[Provided records Boundary: Start]

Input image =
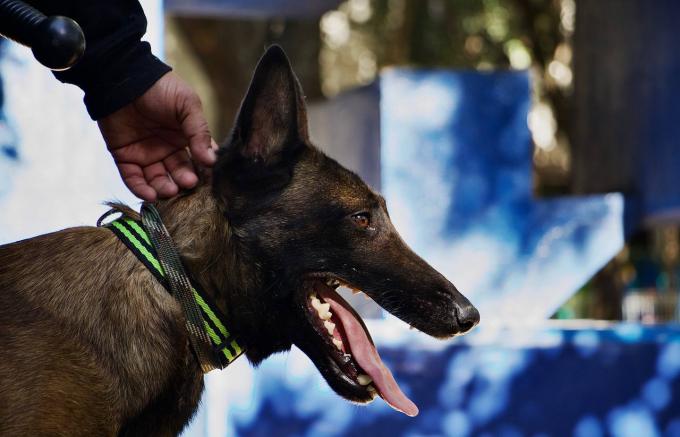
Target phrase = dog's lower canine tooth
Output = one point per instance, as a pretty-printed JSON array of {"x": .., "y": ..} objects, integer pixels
[
  {"x": 364, "y": 379},
  {"x": 330, "y": 326}
]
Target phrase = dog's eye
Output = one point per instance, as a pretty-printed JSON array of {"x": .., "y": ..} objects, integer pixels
[{"x": 362, "y": 220}]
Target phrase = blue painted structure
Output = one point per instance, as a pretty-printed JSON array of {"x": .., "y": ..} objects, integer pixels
[
  {"x": 9, "y": 147},
  {"x": 456, "y": 172},
  {"x": 617, "y": 380},
  {"x": 251, "y": 8}
]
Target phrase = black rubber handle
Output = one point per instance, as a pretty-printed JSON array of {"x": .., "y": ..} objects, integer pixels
[{"x": 57, "y": 42}]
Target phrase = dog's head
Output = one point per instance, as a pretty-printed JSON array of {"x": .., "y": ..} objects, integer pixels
[{"x": 310, "y": 225}]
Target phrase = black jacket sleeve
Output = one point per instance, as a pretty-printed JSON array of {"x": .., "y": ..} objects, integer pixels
[{"x": 117, "y": 66}]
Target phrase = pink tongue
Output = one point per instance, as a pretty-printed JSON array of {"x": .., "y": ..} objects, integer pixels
[{"x": 367, "y": 357}]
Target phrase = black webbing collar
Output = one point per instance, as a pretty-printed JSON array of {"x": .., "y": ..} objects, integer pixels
[{"x": 213, "y": 345}]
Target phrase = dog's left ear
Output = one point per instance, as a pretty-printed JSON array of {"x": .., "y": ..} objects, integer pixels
[
  {"x": 273, "y": 116},
  {"x": 269, "y": 133}
]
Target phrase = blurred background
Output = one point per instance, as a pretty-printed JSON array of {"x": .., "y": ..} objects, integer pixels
[{"x": 526, "y": 148}]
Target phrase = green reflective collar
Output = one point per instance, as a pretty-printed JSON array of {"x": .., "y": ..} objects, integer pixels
[{"x": 226, "y": 347}]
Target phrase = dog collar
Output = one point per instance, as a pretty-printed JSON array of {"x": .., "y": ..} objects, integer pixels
[{"x": 212, "y": 343}]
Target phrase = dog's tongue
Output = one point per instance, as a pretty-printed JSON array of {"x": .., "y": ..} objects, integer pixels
[{"x": 367, "y": 357}]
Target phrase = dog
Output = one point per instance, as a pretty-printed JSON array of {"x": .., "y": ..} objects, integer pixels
[{"x": 93, "y": 344}]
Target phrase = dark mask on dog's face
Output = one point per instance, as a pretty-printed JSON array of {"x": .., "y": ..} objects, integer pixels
[{"x": 311, "y": 225}]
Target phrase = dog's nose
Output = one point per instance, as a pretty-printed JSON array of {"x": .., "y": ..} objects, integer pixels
[{"x": 467, "y": 317}]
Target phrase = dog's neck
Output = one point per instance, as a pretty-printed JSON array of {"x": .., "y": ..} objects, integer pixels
[{"x": 204, "y": 239}]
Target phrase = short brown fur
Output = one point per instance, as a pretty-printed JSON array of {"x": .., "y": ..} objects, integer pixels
[{"x": 92, "y": 344}]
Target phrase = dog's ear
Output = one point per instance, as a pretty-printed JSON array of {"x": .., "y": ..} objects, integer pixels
[{"x": 273, "y": 116}]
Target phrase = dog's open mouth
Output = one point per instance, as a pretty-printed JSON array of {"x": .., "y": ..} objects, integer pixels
[{"x": 349, "y": 344}]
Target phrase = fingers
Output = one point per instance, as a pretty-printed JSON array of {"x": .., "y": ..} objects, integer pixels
[
  {"x": 195, "y": 128},
  {"x": 181, "y": 170},
  {"x": 133, "y": 178},
  {"x": 156, "y": 175}
]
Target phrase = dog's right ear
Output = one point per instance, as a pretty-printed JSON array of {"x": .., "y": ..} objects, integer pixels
[{"x": 271, "y": 125}]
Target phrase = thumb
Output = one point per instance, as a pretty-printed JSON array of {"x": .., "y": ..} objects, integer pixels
[{"x": 195, "y": 129}]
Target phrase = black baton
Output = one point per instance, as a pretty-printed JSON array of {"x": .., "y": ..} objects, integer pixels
[{"x": 57, "y": 42}]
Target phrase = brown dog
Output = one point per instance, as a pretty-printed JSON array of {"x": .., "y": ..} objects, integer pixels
[{"x": 93, "y": 344}]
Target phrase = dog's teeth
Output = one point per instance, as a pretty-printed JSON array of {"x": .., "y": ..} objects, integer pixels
[
  {"x": 323, "y": 311},
  {"x": 330, "y": 326},
  {"x": 364, "y": 379}
]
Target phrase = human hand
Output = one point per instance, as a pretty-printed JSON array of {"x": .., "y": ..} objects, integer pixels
[{"x": 154, "y": 139}]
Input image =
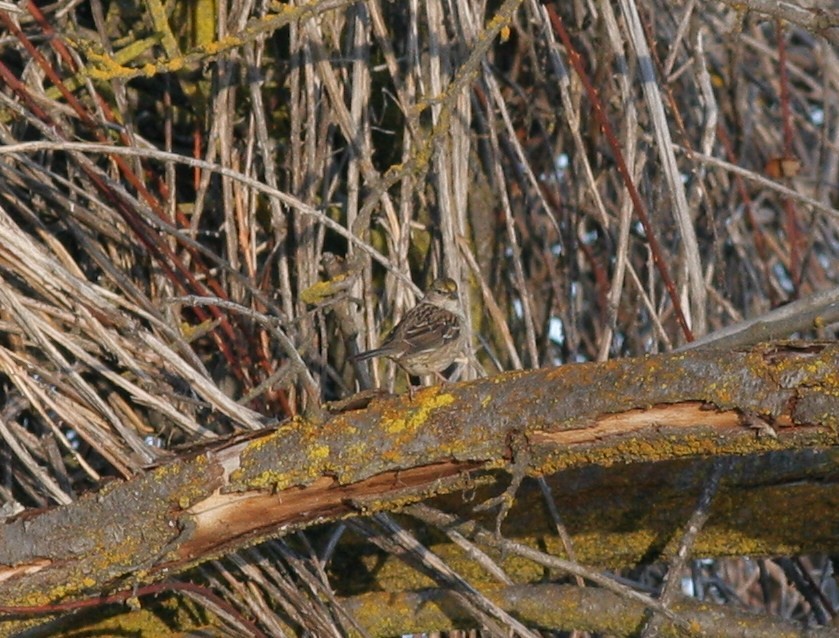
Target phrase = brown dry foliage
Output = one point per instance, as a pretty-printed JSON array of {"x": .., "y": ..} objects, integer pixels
[{"x": 207, "y": 207}]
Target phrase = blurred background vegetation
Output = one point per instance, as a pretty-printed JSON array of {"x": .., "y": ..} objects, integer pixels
[{"x": 207, "y": 207}]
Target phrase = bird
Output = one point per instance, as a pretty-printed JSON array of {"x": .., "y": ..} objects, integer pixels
[{"x": 431, "y": 335}]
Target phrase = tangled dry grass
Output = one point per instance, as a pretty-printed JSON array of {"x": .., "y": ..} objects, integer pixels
[{"x": 208, "y": 207}]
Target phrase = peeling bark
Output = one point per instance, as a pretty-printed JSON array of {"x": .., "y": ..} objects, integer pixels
[{"x": 663, "y": 411}]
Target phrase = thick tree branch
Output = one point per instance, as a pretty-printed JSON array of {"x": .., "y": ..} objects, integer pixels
[{"x": 647, "y": 410}]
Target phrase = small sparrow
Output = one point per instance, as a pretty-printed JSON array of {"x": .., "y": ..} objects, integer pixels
[{"x": 431, "y": 335}]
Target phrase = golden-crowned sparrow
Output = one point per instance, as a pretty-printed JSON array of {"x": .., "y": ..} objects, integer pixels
[{"x": 431, "y": 335}]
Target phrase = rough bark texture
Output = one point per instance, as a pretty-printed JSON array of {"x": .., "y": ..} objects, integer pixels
[{"x": 624, "y": 442}]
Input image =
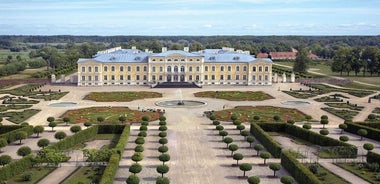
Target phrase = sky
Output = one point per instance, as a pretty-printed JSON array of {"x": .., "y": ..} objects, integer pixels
[{"x": 189, "y": 17}]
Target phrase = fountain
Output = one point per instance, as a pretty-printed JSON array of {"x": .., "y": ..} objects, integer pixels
[{"x": 180, "y": 102}]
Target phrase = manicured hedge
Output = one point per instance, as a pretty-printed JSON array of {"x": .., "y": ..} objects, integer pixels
[
  {"x": 10, "y": 136},
  {"x": 7, "y": 128},
  {"x": 15, "y": 167},
  {"x": 373, "y": 157},
  {"x": 269, "y": 143},
  {"x": 113, "y": 164},
  {"x": 80, "y": 137},
  {"x": 373, "y": 133},
  {"x": 297, "y": 170}
]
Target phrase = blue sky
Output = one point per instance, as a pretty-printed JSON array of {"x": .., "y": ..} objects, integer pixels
[{"x": 189, "y": 17}]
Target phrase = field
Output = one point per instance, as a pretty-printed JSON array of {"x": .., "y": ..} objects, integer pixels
[
  {"x": 235, "y": 95},
  {"x": 266, "y": 113},
  {"x": 110, "y": 115}
]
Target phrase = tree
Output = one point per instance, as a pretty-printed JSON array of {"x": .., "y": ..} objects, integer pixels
[
  {"x": 344, "y": 138},
  {"x": 324, "y": 132},
  {"x": 245, "y": 167},
  {"x": 237, "y": 157},
  {"x": 301, "y": 61},
  {"x": 163, "y": 141},
  {"x": 133, "y": 179},
  {"x": 324, "y": 122},
  {"x": 342, "y": 127},
  {"x": 362, "y": 133},
  {"x": 233, "y": 148},
  {"x": 76, "y": 128},
  {"x": 228, "y": 140},
  {"x": 100, "y": 119},
  {"x": 223, "y": 133},
  {"x": 52, "y": 125},
  {"x": 60, "y": 135},
  {"x": 137, "y": 157},
  {"x": 164, "y": 158},
  {"x": 163, "y": 180},
  {"x": 42, "y": 143},
  {"x": 162, "y": 169},
  {"x": 38, "y": 130},
  {"x": 20, "y": 135},
  {"x": 163, "y": 149},
  {"x": 135, "y": 168},
  {"x": 258, "y": 148},
  {"x": 274, "y": 167},
  {"x": 306, "y": 126},
  {"x": 368, "y": 146},
  {"x": 122, "y": 119},
  {"x": 140, "y": 140},
  {"x": 3, "y": 143},
  {"x": 253, "y": 180},
  {"x": 24, "y": 150},
  {"x": 244, "y": 133},
  {"x": 219, "y": 127},
  {"x": 240, "y": 127},
  {"x": 265, "y": 155},
  {"x": 287, "y": 180},
  {"x": 66, "y": 120},
  {"x": 5, "y": 159},
  {"x": 250, "y": 140}
]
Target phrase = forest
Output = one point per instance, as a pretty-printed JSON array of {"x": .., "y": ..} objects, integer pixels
[{"x": 347, "y": 53}]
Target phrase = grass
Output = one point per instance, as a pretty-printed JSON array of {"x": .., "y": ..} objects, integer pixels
[
  {"x": 110, "y": 115},
  {"x": 346, "y": 106},
  {"x": 86, "y": 174},
  {"x": 344, "y": 114},
  {"x": 120, "y": 96},
  {"x": 20, "y": 117},
  {"x": 328, "y": 177},
  {"x": 266, "y": 113},
  {"x": 38, "y": 173},
  {"x": 363, "y": 173},
  {"x": 235, "y": 95},
  {"x": 8, "y": 107}
]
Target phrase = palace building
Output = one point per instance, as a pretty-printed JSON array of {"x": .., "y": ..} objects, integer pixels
[{"x": 224, "y": 66}]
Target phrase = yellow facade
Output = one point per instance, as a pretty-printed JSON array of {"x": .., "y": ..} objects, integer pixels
[{"x": 173, "y": 66}]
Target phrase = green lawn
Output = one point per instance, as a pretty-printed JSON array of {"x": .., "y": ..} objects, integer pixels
[
  {"x": 266, "y": 113},
  {"x": 235, "y": 95},
  {"x": 38, "y": 173},
  {"x": 328, "y": 177},
  {"x": 86, "y": 174},
  {"x": 360, "y": 171},
  {"x": 120, "y": 96},
  {"x": 110, "y": 114}
]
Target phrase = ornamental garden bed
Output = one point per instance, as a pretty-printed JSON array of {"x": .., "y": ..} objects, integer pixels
[
  {"x": 342, "y": 113},
  {"x": 235, "y": 95},
  {"x": 265, "y": 113},
  {"x": 109, "y": 114},
  {"x": 120, "y": 96}
]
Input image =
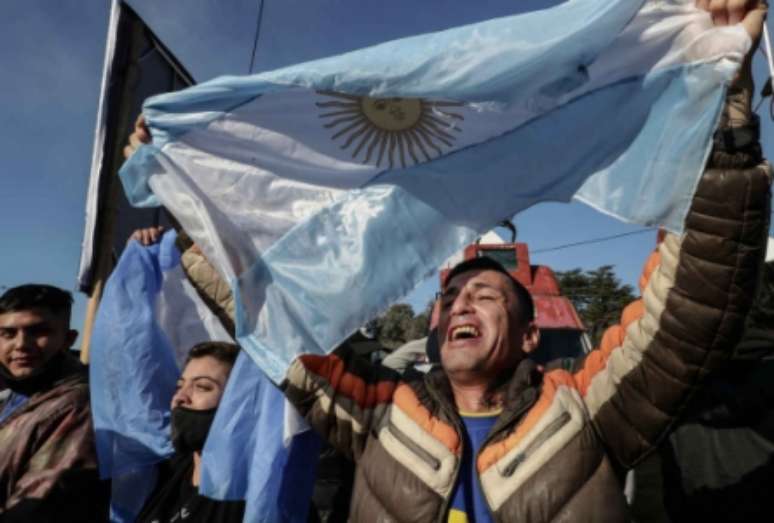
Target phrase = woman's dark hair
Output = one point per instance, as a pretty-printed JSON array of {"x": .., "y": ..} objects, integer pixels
[{"x": 220, "y": 350}]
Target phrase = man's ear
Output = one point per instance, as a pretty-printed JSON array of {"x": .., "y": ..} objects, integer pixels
[
  {"x": 531, "y": 338},
  {"x": 70, "y": 338}
]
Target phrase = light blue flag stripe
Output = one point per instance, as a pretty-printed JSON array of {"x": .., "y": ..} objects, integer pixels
[
  {"x": 245, "y": 456},
  {"x": 617, "y": 146},
  {"x": 132, "y": 376},
  {"x": 425, "y": 213}
]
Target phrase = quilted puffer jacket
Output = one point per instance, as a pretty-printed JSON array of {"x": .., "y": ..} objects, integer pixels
[{"x": 566, "y": 435}]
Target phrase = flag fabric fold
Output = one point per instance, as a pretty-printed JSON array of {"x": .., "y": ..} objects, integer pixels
[
  {"x": 149, "y": 317},
  {"x": 325, "y": 191},
  {"x": 132, "y": 376},
  {"x": 258, "y": 452}
]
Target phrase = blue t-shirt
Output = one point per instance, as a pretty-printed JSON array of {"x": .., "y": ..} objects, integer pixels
[{"x": 468, "y": 503}]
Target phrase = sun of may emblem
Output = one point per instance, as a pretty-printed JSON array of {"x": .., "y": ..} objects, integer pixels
[{"x": 390, "y": 132}]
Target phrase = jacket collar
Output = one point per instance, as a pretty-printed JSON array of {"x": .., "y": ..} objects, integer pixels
[{"x": 520, "y": 388}]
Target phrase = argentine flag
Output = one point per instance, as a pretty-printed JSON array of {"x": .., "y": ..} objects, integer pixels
[{"x": 325, "y": 191}]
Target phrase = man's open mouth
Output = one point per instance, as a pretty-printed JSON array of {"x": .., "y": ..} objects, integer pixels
[{"x": 464, "y": 332}]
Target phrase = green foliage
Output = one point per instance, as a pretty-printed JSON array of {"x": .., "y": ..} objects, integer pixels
[
  {"x": 399, "y": 325},
  {"x": 598, "y": 296}
]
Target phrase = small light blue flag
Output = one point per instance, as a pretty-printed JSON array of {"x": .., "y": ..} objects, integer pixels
[
  {"x": 148, "y": 319},
  {"x": 133, "y": 372}
]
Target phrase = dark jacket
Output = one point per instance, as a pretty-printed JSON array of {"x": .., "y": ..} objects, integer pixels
[
  {"x": 48, "y": 464},
  {"x": 718, "y": 463},
  {"x": 566, "y": 435}
]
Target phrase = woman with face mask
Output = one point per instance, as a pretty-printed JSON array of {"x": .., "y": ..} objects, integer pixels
[{"x": 199, "y": 389}]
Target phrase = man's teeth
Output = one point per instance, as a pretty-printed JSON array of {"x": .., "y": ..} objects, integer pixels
[{"x": 465, "y": 331}]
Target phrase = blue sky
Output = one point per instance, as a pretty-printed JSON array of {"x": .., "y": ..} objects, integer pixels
[{"x": 51, "y": 57}]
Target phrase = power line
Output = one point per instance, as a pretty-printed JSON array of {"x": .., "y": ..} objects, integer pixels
[{"x": 593, "y": 240}]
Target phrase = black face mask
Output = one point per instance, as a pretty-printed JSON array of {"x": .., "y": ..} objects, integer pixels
[{"x": 190, "y": 428}]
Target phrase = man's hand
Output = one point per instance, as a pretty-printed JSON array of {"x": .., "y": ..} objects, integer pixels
[
  {"x": 139, "y": 136},
  {"x": 147, "y": 236},
  {"x": 751, "y": 13}
]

[Provided records Boundary: End]

> _What you will do_: Write out every line from the data above that includes "woman".

> _Task output_:
Target phrase = woman's dark hair
Target phrase = woman with face mask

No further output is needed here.